Goal
Rename "leafy tree" to "broadleaf tree" throughout the data below, keeping every other line unchanged.

[Excerpts of pointing data]
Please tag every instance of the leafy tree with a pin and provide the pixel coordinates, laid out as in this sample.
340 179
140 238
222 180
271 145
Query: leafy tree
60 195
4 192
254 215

Task response
Please tag every instance of the broadleaf tree with a pin and provide the pixel coordinates, laid out as in this sample.
340 179
140 238
222 180
271 145
Query: broadleaf tree
60 195
4 192
254 215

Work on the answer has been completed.